▸ Written instruction:
All of the material should be reproduced exactly, with pictures left out.

+++++

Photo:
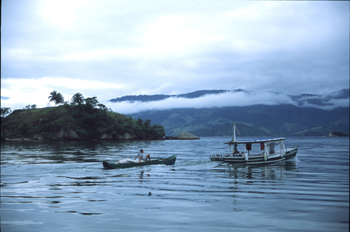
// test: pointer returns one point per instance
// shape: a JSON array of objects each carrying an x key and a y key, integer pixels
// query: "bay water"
[{"x": 62, "y": 186}]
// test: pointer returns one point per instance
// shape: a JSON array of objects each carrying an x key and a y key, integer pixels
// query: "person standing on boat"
[
  {"x": 235, "y": 150},
  {"x": 141, "y": 157},
  {"x": 272, "y": 147}
]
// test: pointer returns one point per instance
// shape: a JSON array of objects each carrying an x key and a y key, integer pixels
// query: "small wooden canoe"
[{"x": 168, "y": 161}]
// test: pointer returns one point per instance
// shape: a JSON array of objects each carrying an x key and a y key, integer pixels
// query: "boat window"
[
  {"x": 262, "y": 146},
  {"x": 249, "y": 146}
]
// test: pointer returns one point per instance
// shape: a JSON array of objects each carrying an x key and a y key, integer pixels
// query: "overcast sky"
[{"x": 108, "y": 48}]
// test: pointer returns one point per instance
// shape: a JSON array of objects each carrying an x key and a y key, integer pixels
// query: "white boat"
[{"x": 257, "y": 151}]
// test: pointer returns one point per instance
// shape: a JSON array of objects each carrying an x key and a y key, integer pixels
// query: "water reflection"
[{"x": 266, "y": 172}]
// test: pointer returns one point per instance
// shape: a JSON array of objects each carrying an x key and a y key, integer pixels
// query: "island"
[{"x": 82, "y": 119}]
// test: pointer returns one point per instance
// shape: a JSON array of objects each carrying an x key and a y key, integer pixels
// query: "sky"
[{"x": 108, "y": 49}]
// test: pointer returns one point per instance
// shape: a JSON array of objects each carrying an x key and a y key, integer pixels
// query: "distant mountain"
[
  {"x": 319, "y": 100},
  {"x": 257, "y": 120},
  {"x": 307, "y": 99},
  {"x": 307, "y": 115},
  {"x": 158, "y": 97}
]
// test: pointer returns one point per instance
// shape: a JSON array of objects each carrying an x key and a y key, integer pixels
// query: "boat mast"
[{"x": 234, "y": 132}]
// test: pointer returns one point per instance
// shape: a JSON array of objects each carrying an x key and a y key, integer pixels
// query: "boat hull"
[
  {"x": 255, "y": 159},
  {"x": 168, "y": 161}
]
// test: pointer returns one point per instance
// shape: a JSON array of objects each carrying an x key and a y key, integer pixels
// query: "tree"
[
  {"x": 77, "y": 99},
  {"x": 56, "y": 97},
  {"x": 91, "y": 101},
  {"x": 5, "y": 111}
]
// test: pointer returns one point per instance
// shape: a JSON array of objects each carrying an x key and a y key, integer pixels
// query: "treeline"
[{"x": 88, "y": 118}]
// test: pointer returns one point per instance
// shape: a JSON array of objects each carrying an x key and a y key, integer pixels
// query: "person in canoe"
[{"x": 142, "y": 157}]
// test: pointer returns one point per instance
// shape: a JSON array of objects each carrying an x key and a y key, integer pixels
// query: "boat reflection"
[{"x": 276, "y": 171}]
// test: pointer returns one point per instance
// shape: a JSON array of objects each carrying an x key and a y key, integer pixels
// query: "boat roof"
[{"x": 255, "y": 141}]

+++++

▸ Response to this task:
Photo:
// test: pointer returns one point per instance
// shape: a JSON array of objects each carrying an x key and a y key, integer pixels
// query: "bay water"
[{"x": 62, "y": 186}]
// test: pointer returns one point per instance
// shape: a JSON array of objects each carrying an x key and a y key, integer pixels
// query: "person standing on boat"
[
  {"x": 235, "y": 150},
  {"x": 141, "y": 157},
  {"x": 272, "y": 147}
]
// test: pointer returns one point per instance
// shape: a JSON array of objects each carrying an x key and a y key, integer pixels
// query: "small wooden canoe"
[{"x": 168, "y": 161}]
// test: pointer returns one point per instance
// shape: a JSON array of objects each carrying an x key and a y key, integer pixels
// query: "boat window"
[
  {"x": 262, "y": 146},
  {"x": 249, "y": 146}
]
// test: pointer returns one point per instance
// shape: a JSON array of objects each carrying an x key and a y key, integer pixels
// query: "overcast sky"
[{"x": 108, "y": 48}]
// test: pointer returns one point per instance
// shape: a JSON array of objects each carrying an x key and a y key, integer pixels
// query: "white boat"
[{"x": 257, "y": 151}]
// test: pointer returns one point per instance
// shape: a JSON array of objects each carrying an x key and a y key, integer pixels
// query: "water reflection"
[{"x": 266, "y": 172}]
// test: pointer returns one point per instance
// shape: a JSON array of objects each carrying an x key and a y key, integer pixels
// query: "island"
[{"x": 82, "y": 119}]
// test: pointer returns one point per instance
// shape: a JSON array of objects each carrying an x key and a y key, integer pixels
// query: "sky"
[{"x": 108, "y": 49}]
// test: pointer returns one point per instance
// shape: a JSON array of objects each carrying an x key and a y key, integer pixels
// query: "distant mountain"
[
  {"x": 319, "y": 100},
  {"x": 257, "y": 120},
  {"x": 307, "y": 99},
  {"x": 307, "y": 115},
  {"x": 158, "y": 97}
]
// test: pointer returns one point per instance
// shape: a JSON array of objects each carrying an x key and a y key, integer pixels
// query: "boat mast"
[{"x": 234, "y": 132}]
// test: pointer returns one point per instance
// shape: a JSON array of objects each carrying an x key and a y key, integer pixels
// query: "boat hull"
[
  {"x": 255, "y": 159},
  {"x": 168, "y": 161}
]
// test: pointer returns one point per instance
// shape: a JSON array of objects each carrying an x key and a y key, integer pixels
// query: "tree"
[
  {"x": 77, "y": 99},
  {"x": 56, "y": 97},
  {"x": 91, "y": 101},
  {"x": 5, "y": 111}
]
// test: pointer returns one point per instance
// shape: a JSON array of objects each carrying an x key and a y key, integer pixels
// query: "treeline"
[{"x": 88, "y": 118}]
// test: pointer returns one point per instance
// shape: a JSON array of objects each carrying an x key and a y key, integer pixels
// query: "person in canoe"
[{"x": 142, "y": 157}]
// test: pointer returns one point per instance
// shape: a JSON array of objects each carrying an x key and a y key, integer pixels
// query: "boat reflection"
[{"x": 276, "y": 171}]
// test: pointer returns one point per instance
// shape: a JSON array of objects each carrying an x key and a y key, integer pixels
// query: "boat roof"
[{"x": 255, "y": 141}]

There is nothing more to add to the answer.